#### [PROBLEM REQUIREMENTS]
Format the entries as a numbered list, starting with the line that contains "Kindly outline every instance of the fingers" and going on through the end of the entries. Skip blank lines and leave out the pictures.

#### [RECORDS SUPPLIED]

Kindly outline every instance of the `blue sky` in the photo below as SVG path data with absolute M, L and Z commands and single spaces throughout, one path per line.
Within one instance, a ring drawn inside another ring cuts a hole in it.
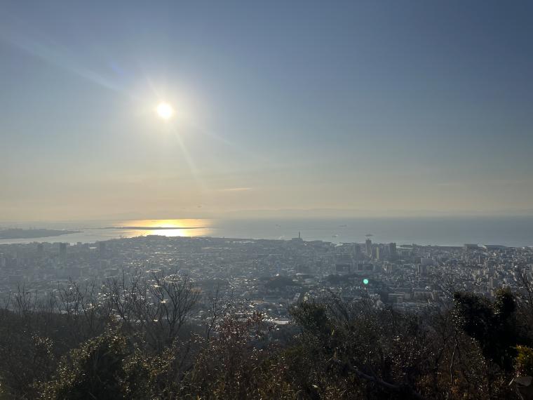
M 533 209 L 531 2 L 1 10 L 0 220 Z

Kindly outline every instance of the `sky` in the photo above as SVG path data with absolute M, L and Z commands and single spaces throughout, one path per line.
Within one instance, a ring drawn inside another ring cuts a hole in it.
M 3 0 L 0 220 L 532 213 L 532 39 L 530 1 Z

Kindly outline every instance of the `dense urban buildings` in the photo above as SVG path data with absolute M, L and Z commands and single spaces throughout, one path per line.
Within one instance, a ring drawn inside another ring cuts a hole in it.
M 231 292 L 280 324 L 291 305 L 331 293 L 345 301 L 365 298 L 376 307 L 417 310 L 438 307 L 454 291 L 490 298 L 499 288 L 515 291 L 520 272 L 532 269 L 528 247 L 397 246 L 370 239 L 334 244 L 299 234 L 285 241 L 147 236 L 0 246 L 4 297 L 21 286 L 39 295 L 70 281 L 100 285 L 124 276 L 177 274 L 201 293 L 215 286 Z

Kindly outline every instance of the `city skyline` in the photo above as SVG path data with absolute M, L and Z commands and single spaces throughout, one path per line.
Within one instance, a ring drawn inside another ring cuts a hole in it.
M 530 3 L 3 6 L 0 221 L 533 214 Z

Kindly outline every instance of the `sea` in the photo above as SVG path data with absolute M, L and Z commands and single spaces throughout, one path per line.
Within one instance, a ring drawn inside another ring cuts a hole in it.
M 0 229 L 44 228 L 79 231 L 60 236 L 2 239 L 0 244 L 94 243 L 147 235 L 236 239 L 462 246 L 464 244 L 533 246 L 533 216 L 316 219 L 167 219 L 48 222 L 0 222 Z

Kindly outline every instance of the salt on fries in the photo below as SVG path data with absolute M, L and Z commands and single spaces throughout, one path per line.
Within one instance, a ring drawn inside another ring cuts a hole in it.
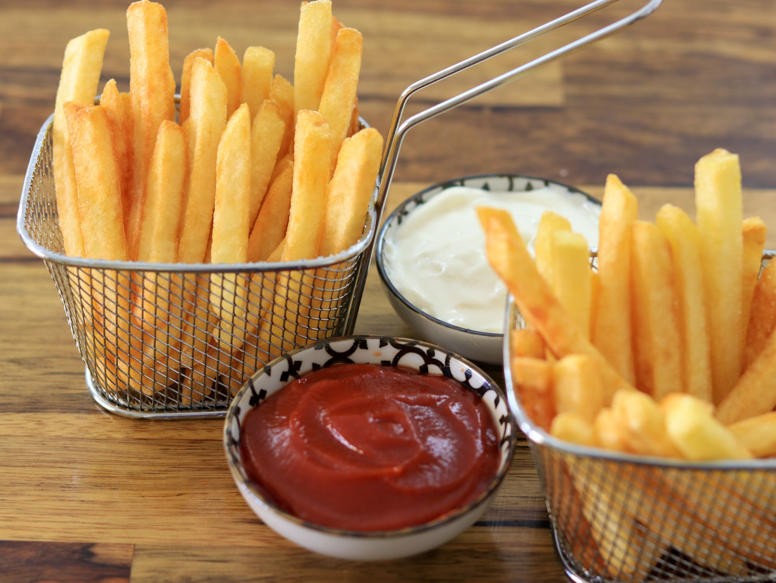
M 177 122 L 164 7 L 136 2 L 126 22 L 128 93 L 110 80 L 101 105 L 93 105 L 107 30 L 73 39 L 65 50 L 53 137 L 68 255 L 158 263 L 299 261 L 358 241 L 383 138 L 373 129 L 359 131 L 362 35 L 334 18 L 330 0 L 300 9 L 294 85 L 275 75 L 275 54 L 263 47 L 248 47 L 241 63 L 221 37 L 214 48 L 191 52 L 183 62 Z M 109 341 L 95 349 L 98 356 L 120 382 L 151 394 L 180 373 L 180 399 L 187 404 L 196 383 L 216 380 L 206 364 L 216 352 L 249 376 L 275 356 L 267 342 L 272 335 L 288 324 L 304 326 L 310 310 L 330 299 L 324 293 L 308 300 L 298 321 L 287 323 L 285 310 L 275 309 L 283 301 L 270 276 L 255 302 L 251 278 L 229 272 L 148 272 L 130 280 L 109 271 L 99 282 L 81 276 L 78 294 L 93 314 L 95 335 Z M 291 285 L 300 294 L 314 283 L 328 286 L 324 274 Z

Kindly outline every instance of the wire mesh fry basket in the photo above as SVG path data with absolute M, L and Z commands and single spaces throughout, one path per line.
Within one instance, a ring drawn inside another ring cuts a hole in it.
M 773 256 L 767 252 L 764 265 Z M 514 390 L 508 300 L 505 393 L 528 439 L 556 546 L 575 581 L 776 581 L 776 460 L 690 463 L 568 443 Z
M 24 243 L 48 268 L 86 365 L 95 400 L 130 417 L 220 417 L 265 363 L 352 332 L 376 227 L 407 133 L 651 14 L 662 0 L 402 121 L 411 95 L 438 81 L 613 4 L 595 0 L 443 71 L 401 94 L 360 240 L 294 263 L 153 264 L 67 257 L 52 175 L 51 123 L 41 127 L 17 217 Z

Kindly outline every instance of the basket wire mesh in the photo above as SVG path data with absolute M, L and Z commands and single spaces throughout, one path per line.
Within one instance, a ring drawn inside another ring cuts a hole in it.
M 50 127 L 50 117 L 30 161 L 20 232 L 54 280 L 101 404 L 130 416 L 220 416 L 264 363 L 352 325 L 373 202 L 361 240 L 331 258 L 163 265 L 66 257 Z
M 767 252 L 764 265 L 773 257 Z M 776 460 L 691 463 L 583 447 L 535 425 L 514 390 L 508 300 L 504 366 L 556 546 L 576 581 L 776 581 Z

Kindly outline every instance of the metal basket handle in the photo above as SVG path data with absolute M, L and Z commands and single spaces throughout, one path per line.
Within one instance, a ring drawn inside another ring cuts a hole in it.
M 529 30 L 527 33 L 524 33 L 523 34 L 515 36 L 511 40 L 508 40 L 501 44 L 497 45 L 496 47 L 490 48 L 487 50 L 484 50 L 479 54 L 474 55 L 473 57 L 469 57 L 468 59 L 462 61 L 461 62 L 451 67 L 448 67 L 446 69 L 443 69 L 437 73 L 434 73 L 424 79 L 417 81 L 404 89 L 397 102 L 396 109 L 393 112 L 393 118 L 391 120 L 387 137 L 386 139 L 385 147 L 383 151 L 383 159 L 380 163 L 380 170 L 377 177 L 377 199 L 375 203 L 376 228 L 379 227 L 380 221 L 383 218 L 383 211 L 385 209 L 386 198 L 388 190 L 390 188 L 391 182 L 393 179 L 393 172 L 396 170 L 396 165 L 399 158 L 399 152 L 401 150 L 401 145 L 404 141 L 404 137 L 411 129 L 419 123 L 422 123 L 427 120 L 431 120 L 432 117 L 436 117 L 437 116 L 445 113 L 445 112 L 454 109 L 459 106 L 468 103 L 469 101 L 479 97 L 480 95 L 488 93 L 495 88 L 507 85 L 508 83 L 511 83 L 515 79 L 518 79 L 521 77 L 535 71 L 540 67 L 543 67 L 549 63 L 557 61 L 558 59 L 560 59 L 567 54 L 570 54 L 571 53 L 574 53 L 580 49 L 592 44 L 593 43 L 601 40 L 601 39 L 605 39 L 607 36 L 610 36 L 616 33 L 618 33 L 622 29 L 649 16 L 663 3 L 663 0 L 649 0 L 644 6 L 636 12 L 608 25 L 608 26 L 605 26 L 594 33 L 591 33 L 582 38 L 573 40 L 560 48 L 556 49 L 555 50 L 542 55 L 542 57 L 539 57 L 533 61 L 520 65 L 511 71 L 490 79 L 490 81 L 481 83 L 480 85 L 455 95 L 454 97 L 445 99 L 445 101 L 432 106 L 419 113 L 416 113 L 402 123 L 401 120 L 404 113 L 404 108 L 407 106 L 407 102 L 409 101 L 410 97 L 421 89 L 432 85 L 442 79 L 452 77 L 462 71 L 474 67 L 475 65 L 483 63 L 488 59 L 493 58 L 494 57 L 505 53 L 516 47 L 519 47 L 525 43 L 530 42 L 531 40 L 533 40 L 534 39 L 538 38 L 551 30 L 563 26 L 569 23 L 573 22 L 582 16 L 594 12 L 596 10 L 604 8 L 610 4 L 614 4 L 616 2 L 618 2 L 618 0 L 595 0 L 595 2 L 591 2 L 590 4 L 582 6 L 581 8 L 573 10 L 564 16 L 551 20 L 541 26 L 538 26 L 532 30 Z M 368 259 L 366 262 L 362 262 L 359 268 L 355 289 L 354 290 L 350 306 L 350 314 L 348 318 L 348 328 L 344 332 L 346 335 L 352 334 L 353 328 L 355 325 L 355 316 L 361 304 L 364 283 L 366 280 L 366 275 L 369 272 L 369 265 L 371 261 L 372 248 L 374 245 L 374 241 L 375 237 L 372 237 L 369 245 L 365 251 L 365 255 L 366 255 Z

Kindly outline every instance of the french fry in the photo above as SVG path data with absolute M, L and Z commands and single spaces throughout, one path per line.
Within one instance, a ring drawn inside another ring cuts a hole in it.
M 216 42 L 213 66 L 227 87 L 227 119 L 240 106 L 241 67 L 234 50 L 220 36 Z
M 322 2 L 328 0 L 316 0 L 308 5 Z M 322 158 L 331 155 L 328 124 L 317 112 L 303 110 L 296 127 L 293 190 L 283 261 L 317 257 L 326 217 L 331 158 Z
M 595 447 L 598 445 L 595 432 L 590 422 L 576 413 L 558 413 L 553 419 L 549 432 L 559 439 L 578 446 Z
M 110 120 L 99 106 L 64 106 L 78 189 L 86 256 L 126 261 L 121 190 Z
M 553 353 L 558 358 L 590 356 L 599 368 L 605 405 L 619 389 L 632 390 L 561 307 L 539 274 L 509 213 L 480 206 L 477 215 L 485 231 L 489 262 L 514 296 L 523 318 L 542 335 Z
M 329 182 L 318 255 L 339 253 L 359 241 L 375 190 L 382 153 L 383 137 L 372 127 L 362 130 L 342 144 L 337 169 Z
M 581 354 L 560 359 L 553 365 L 553 394 L 559 414 L 570 413 L 591 424 L 604 406 L 604 389 L 596 363 Z
M 129 254 L 121 217 L 121 189 L 113 154 L 110 120 L 99 106 L 64 105 L 78 192 L 85 256 L 126 261 Z M 106 269 L 92 278 L 95 301 L 104 305 L 106 353 L 129 367 L 130 281 L 125 272 Z
M 691 461 L 749 460 L 751 453 L 714 418 L 712 406 L 692 395 L 675 393 L 660 402 L 666 430 L 674 445 Z
M 122 217 L 130 209 L 130 188 L 132 181 L 132 134 L 126 132 L 128 113 L 124 112 L 124 102 L 116 86 L 116 80 L 105 84 L 100 105 L 105 109 L 110 120 L 110 131 L 113 137 L 113 151 L 119 168 L 119 183 L 121 188 Z
M 319 108 L 331 130 L 331 175 L 340 147 L 350 130 L 362 48 L 363 39 L 358 30 L 343 28 L 338 32 Z
M 598 222 L 598 300 L 593 344 L 629 383 L 636 382 L 630 321 L 630 230 L 636 196 L 613 174 L 606 178 Z
M 698 227 L 681 209 L 663 205 L 656 223 L 668 239 L 674 262 L 684 390 L 711 403 L 712 373 L 703 268 Z
M 227 123 L 226 85 L 204 59 L 196 59 L 192 68 L 191 116 L 186 123 L 192 155 L 178 260 L 199 263 L 205 258 L 210 232 L 216 199 L 216 158 Z
M 159 135 L 148 167 L 146 208 L 137 248 L 137 260 L 172 263 L 178 256 L 178 230 L 183 209 L 184 182 L 186 174 L 186 144 L 183 130 L 165 120 L 159 126 Z M 141 299 L 133 308 L 140 322 L 143 335 L 143 375 L 154 379 L 157 390 L 175 380 L 168 370 L 168 359 L 178 353 L 180 331 L 184 321 L 183 290 L 177 279 L 156 272 L 144 274 Z M 171 296 L 172 301 L 170 301 Z M 130 373 L 130 386 L 153 394 L 153 387 L 142 382 L 140 368 Z
M 275 68 L 275 53 L 264 47 L 248 47 L 243 56 L 242 75 L 240 80 L 240 102 L 251 108 L 251 120 L 258 113 L 258 107 L 269 99 L 269 86 L 272 83 Z
M 715 150 L 695 165 L 695 220 L 706 289 L 714 402 L 741 374 L 743 238 L 738 156 Z
M 348 130 L 348 137 L 350 137 L 361 130 L 361 120 L 359 119 L 359 95 L 355 96 L 353 103 L 353 113 L 350 116 L 350 128 Z
M 552 210 L 546 210 L 539 219 L 534 241 L 534 255 L 536 269 L 544 280 L 553 286 L 553 246 L 555 234 L 559 231 L 571 232 L 571 224 L 564 217 Z
M 776 407 L 776 331 L 771 332 L 757 358 L 744 371 L 717 409 L 726 425 Z
M 662 399 L 684 390 L 681 341 L 671 249 L 652 223 L 633 223 L 630 265 L 636 387 Z
M 627 451 L 643 456 L 681 457 L 668 438 L 663 411 L 640 390 L 620 390 L 611 400 L 612 418 Z
M 533 330 L 513 330 L 510 336 L 513 356 L 544 358 L 544 341 L 537 332 Z
M 762 266 L 763 249 L 767 229 L 765 223 L 759 217 L 750 217 L 744 220 L 741 229 L 743 239 L 743 259 L 741 265 L 741 363 L 747 366 L 746 346 L 747 329 L 749 327 L 749 314 L 752 309 L 752 297 L 757 276 Z
M 248 261 L 250 224 L 245 213 L 251 200 L 251 109 L 243 103 L 229 118 L 218 144 L 216 203 L 213 215 L 213 263 Z M 242 280 L 242 283 L 241 283 Z M 210 275 L 210 304 L 220 318 L 217 331 L 222 348 L 244 339 L 248 280 L 237 273 Z M 239 345 L 237 346 L 239 348 Z
M 553 235 L 553 289 L 580 330 L 590 338 L 590 250 L 578 233 L 556 231 Z
M 133 123 L 130 211 L 124 215 L 130 259 L 137 251 L 148 174 L 156 136 L 165 120 L 174 120 L 175 89 L 170 88 L 167 12 L 156 2 L 140 0 L 126 9 L 130 36 L 130 95 Z
M 289 154 L 291 143 L 293 141 L 294 122 L 296 119 L 294 114 L 293 85 L 282 75 L 275 75 L 272 84 L 269 86 L 269 99 L 278 104 L 278 107 L 280 108 L 280 116 L 286 124 L 286 131 L 280 143 L 280 151 L 278 152 L 279 163 L 280 158 Z
M 294 113 L 317 110 L 331 56 L 331 2 L 302 6 L 293 67 Z M 331 158 L 330 158 L 331 160 Z
M 180 103 L 180 120 L 181 125 L 189 119 L 189 111 L 191 107 L 190 86 L 192 78 L 192 69 L 194 67 L 194 61 L 196 59 L 205 59 L 210 64 L 213 64 L 213 49 L 196 49 L 192 50 L 183 60 L 183 72 L 181 73 L 181 103 Z
M 525 412 L 546 432 L 555 417 L 553 401 L 553 369 L 546 360 L 518 356 L 511 360 L 514 390 Z
M 267 193 L 285 130 L 278 104 L 272 99 L 265 100 L 253 119 L 251 135 L 251 197 L 247 215 L 249 227 L 256 220 Z
M 282 163 L 279 174 L 269 186 L 251 229 L 248 240 L 248 261 L 266 261 L 286 237 L 293 183 L 293 162 L 287 160 Z
M 628 451 L 625 433 L 611 408 L 605 407 L 598 411 L 593 421 L 593 429 L 595 431 L 596 442 L 605 449 Z
M 754 286 L 745 346 L 746 368 L 751 366 L 776 330 L 776 261 L 771 261 Z
M 728 431 L 755 457 L 776 456 L 776 411 L 742 419 L 728 425 Z
M 70 134 L 64 116 L 64 104 L 71 102 L 94 103 L 102 56 L 110 33 L 105 29 L 90 30 L 68 43 L 62 61 L 62 73 L 57 89 L 54 111 L 54 179 L 57 191 L 59 230 L 62 233 L 64 253 L 69 257 L 84 257 L 84 240 L 78 216 L 78 194 L 75 168 L 70 147 Z

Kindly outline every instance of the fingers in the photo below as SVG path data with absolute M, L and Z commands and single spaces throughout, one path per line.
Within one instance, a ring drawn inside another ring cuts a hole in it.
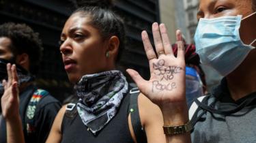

#### [RESPONSE TO THIS EXERCISE]
1. Kindly outline every instance of the fingers in the photo below as SVG path data with absolute M, L and Z commands and single spaces throughout, one path per line.
2. Within one instance, a ring drawn inside another ring cuts a hole in it.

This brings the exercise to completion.